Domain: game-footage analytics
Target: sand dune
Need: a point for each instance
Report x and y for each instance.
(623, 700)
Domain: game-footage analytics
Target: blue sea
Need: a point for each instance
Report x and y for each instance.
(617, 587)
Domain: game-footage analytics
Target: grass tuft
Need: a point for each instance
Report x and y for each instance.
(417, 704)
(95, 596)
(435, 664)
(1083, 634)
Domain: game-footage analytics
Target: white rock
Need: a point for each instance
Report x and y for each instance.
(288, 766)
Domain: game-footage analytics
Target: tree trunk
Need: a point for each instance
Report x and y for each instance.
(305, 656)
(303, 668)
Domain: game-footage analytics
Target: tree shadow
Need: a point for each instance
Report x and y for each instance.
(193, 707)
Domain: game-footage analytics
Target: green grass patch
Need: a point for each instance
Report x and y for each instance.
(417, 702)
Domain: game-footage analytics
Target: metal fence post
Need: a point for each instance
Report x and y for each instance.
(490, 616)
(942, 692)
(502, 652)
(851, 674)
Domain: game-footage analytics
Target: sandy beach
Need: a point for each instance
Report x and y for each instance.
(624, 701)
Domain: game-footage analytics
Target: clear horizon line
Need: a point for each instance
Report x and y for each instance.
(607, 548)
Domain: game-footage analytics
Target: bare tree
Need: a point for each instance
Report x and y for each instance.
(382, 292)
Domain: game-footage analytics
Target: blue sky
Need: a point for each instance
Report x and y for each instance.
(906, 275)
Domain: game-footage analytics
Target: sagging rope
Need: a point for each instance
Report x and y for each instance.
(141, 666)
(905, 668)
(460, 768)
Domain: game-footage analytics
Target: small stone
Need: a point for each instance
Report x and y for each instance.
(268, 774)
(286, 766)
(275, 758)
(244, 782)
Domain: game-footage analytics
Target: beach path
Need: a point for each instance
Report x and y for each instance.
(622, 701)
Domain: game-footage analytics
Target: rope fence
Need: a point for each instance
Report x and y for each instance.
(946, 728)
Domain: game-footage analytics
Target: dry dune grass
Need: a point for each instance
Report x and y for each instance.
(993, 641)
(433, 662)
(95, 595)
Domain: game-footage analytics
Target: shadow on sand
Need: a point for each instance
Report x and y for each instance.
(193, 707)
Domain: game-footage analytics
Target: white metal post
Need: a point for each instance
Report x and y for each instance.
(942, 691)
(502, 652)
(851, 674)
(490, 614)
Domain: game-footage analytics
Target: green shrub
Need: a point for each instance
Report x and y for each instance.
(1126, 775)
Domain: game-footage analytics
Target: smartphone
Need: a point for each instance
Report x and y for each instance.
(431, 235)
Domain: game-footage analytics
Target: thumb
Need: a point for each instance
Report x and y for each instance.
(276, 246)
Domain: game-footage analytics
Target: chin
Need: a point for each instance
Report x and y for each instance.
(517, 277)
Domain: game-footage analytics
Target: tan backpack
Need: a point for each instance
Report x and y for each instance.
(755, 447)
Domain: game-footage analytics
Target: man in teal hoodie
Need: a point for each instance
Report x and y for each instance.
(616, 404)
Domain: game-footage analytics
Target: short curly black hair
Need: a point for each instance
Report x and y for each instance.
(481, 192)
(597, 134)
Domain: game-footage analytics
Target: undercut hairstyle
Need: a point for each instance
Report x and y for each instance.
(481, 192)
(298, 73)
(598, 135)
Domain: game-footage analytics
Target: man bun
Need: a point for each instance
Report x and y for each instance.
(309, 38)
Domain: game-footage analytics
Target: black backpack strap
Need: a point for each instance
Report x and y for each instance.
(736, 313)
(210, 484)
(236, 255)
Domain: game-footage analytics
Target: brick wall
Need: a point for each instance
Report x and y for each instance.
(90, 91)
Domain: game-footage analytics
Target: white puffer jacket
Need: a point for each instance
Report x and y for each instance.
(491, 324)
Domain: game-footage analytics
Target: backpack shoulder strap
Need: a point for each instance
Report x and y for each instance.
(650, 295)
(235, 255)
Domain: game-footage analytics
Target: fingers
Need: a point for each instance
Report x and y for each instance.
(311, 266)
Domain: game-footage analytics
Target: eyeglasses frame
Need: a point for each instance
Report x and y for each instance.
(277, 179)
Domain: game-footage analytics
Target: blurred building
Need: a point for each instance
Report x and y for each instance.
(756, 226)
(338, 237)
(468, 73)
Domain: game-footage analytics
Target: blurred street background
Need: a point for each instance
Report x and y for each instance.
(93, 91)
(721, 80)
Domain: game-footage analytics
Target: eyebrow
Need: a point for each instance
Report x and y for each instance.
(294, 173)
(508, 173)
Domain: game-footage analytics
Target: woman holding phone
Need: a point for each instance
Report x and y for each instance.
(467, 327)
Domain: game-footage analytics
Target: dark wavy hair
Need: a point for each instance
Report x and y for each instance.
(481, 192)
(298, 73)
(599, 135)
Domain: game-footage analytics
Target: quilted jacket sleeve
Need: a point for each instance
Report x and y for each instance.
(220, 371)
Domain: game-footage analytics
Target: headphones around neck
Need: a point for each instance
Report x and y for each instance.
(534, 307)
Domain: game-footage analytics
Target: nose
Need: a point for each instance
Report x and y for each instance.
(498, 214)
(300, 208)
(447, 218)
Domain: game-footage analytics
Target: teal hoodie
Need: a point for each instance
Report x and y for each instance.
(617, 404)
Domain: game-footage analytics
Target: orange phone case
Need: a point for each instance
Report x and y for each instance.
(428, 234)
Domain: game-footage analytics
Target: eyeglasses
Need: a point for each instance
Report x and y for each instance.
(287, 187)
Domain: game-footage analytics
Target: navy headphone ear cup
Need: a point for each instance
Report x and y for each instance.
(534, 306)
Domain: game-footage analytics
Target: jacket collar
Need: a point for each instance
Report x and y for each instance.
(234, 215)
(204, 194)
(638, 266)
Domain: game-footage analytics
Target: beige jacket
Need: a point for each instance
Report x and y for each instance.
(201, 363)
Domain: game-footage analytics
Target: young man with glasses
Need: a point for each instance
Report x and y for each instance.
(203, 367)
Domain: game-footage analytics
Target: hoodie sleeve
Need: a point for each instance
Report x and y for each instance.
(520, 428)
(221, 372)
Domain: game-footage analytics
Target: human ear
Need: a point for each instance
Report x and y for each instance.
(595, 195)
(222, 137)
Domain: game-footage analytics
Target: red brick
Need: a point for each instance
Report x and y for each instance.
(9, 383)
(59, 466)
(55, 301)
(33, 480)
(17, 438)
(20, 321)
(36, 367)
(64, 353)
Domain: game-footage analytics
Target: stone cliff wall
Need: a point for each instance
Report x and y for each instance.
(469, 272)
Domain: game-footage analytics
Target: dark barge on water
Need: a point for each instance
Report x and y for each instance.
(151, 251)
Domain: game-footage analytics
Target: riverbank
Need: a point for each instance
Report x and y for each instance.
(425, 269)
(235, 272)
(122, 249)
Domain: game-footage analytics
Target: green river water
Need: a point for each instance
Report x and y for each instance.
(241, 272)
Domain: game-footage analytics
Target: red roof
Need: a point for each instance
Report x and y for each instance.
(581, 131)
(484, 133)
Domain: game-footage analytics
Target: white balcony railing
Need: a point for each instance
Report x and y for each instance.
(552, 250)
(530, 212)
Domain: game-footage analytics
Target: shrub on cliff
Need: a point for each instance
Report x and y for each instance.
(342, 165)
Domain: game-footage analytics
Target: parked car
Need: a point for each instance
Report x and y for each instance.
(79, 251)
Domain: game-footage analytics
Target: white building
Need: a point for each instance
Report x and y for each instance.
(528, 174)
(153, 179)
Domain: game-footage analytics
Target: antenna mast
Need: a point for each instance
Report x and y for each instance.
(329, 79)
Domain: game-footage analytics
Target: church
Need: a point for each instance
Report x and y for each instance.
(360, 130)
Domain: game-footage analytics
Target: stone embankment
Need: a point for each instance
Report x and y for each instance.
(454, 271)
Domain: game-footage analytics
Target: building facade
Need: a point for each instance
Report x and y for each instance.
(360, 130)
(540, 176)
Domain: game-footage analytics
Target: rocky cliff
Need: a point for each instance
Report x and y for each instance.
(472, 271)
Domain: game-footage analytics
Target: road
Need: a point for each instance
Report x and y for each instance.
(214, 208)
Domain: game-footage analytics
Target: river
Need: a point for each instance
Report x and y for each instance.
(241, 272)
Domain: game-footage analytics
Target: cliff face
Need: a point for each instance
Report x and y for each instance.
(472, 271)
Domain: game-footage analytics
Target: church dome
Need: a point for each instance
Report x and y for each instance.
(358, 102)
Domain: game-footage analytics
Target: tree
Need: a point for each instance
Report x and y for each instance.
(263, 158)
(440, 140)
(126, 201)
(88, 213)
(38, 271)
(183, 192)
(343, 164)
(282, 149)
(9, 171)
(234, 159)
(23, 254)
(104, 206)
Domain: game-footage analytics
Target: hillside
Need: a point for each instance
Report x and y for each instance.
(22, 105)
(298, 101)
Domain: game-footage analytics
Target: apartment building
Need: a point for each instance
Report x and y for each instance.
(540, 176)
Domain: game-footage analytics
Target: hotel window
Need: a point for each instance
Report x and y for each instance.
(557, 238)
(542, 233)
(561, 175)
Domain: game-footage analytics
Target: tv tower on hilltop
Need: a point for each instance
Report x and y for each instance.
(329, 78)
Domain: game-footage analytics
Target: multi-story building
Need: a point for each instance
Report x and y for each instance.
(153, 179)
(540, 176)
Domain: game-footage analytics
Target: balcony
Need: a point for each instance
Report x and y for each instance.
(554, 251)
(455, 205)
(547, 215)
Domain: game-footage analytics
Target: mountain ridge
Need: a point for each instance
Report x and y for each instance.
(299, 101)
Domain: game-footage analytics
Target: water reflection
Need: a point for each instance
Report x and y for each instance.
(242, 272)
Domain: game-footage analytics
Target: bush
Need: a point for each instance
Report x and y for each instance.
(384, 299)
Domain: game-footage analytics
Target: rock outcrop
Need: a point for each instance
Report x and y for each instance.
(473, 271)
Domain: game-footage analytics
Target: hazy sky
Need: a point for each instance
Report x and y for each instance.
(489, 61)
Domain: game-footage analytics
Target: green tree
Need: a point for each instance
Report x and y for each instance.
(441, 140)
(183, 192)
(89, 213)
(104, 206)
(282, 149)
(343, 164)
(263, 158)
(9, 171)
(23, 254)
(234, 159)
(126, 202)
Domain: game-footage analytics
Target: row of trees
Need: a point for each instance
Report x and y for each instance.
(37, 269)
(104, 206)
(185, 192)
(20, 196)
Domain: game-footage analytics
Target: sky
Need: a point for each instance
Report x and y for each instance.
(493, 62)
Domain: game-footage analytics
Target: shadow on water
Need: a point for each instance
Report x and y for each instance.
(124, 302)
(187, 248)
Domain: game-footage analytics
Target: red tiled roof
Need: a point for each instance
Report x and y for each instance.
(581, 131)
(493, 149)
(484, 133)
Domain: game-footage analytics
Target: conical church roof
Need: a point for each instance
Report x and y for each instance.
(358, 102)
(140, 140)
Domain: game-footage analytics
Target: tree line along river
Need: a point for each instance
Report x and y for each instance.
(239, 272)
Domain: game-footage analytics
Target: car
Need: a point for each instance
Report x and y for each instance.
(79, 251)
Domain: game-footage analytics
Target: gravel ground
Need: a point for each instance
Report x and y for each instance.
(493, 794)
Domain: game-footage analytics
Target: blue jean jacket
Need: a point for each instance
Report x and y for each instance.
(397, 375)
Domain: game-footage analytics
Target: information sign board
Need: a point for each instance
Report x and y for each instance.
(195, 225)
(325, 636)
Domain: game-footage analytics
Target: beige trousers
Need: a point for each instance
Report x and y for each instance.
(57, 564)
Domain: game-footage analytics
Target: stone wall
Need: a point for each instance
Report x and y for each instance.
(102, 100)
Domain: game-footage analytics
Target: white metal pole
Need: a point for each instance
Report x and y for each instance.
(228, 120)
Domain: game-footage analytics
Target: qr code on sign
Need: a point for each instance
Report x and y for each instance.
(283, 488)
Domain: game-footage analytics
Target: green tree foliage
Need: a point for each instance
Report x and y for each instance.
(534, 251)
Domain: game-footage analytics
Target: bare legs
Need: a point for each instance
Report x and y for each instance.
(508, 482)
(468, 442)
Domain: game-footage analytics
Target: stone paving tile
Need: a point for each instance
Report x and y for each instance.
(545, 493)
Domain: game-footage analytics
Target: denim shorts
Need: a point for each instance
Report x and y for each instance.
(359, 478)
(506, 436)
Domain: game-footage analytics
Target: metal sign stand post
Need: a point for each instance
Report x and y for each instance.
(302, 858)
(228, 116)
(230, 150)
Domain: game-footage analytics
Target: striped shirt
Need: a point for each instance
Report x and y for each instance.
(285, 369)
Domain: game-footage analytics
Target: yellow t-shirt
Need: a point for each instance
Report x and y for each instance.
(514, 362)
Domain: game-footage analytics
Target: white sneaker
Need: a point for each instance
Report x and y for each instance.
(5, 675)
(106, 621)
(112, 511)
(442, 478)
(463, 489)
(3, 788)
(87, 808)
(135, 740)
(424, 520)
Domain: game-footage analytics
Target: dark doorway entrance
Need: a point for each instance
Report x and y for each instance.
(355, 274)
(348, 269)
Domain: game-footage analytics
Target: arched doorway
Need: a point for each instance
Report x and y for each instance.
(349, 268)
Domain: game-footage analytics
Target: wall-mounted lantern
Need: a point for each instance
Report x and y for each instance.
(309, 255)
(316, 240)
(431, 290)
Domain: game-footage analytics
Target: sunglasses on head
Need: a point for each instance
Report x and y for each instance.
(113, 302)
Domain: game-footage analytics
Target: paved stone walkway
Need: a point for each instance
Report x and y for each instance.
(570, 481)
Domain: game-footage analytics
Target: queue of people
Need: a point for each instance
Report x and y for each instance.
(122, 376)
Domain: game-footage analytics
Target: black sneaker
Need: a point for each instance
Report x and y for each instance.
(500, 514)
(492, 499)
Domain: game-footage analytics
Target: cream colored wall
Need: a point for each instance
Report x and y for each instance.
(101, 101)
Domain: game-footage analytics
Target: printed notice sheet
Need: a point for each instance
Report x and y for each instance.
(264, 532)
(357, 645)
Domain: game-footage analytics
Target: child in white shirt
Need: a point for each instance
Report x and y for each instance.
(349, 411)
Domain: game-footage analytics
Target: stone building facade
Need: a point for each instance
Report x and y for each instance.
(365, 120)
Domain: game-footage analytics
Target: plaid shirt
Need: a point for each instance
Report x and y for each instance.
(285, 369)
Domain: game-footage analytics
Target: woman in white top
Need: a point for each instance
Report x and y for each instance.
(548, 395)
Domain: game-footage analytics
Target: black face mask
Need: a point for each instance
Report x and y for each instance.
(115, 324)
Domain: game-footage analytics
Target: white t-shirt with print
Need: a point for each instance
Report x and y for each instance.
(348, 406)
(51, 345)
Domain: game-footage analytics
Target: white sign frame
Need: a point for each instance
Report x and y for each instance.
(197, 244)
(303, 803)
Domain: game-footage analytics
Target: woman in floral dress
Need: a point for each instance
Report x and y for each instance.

Your task.
From the data above, pick out and copy each line that contains the word "church".

Reply to the exercise.
Target: church
Target: church dome
Target: conical church roof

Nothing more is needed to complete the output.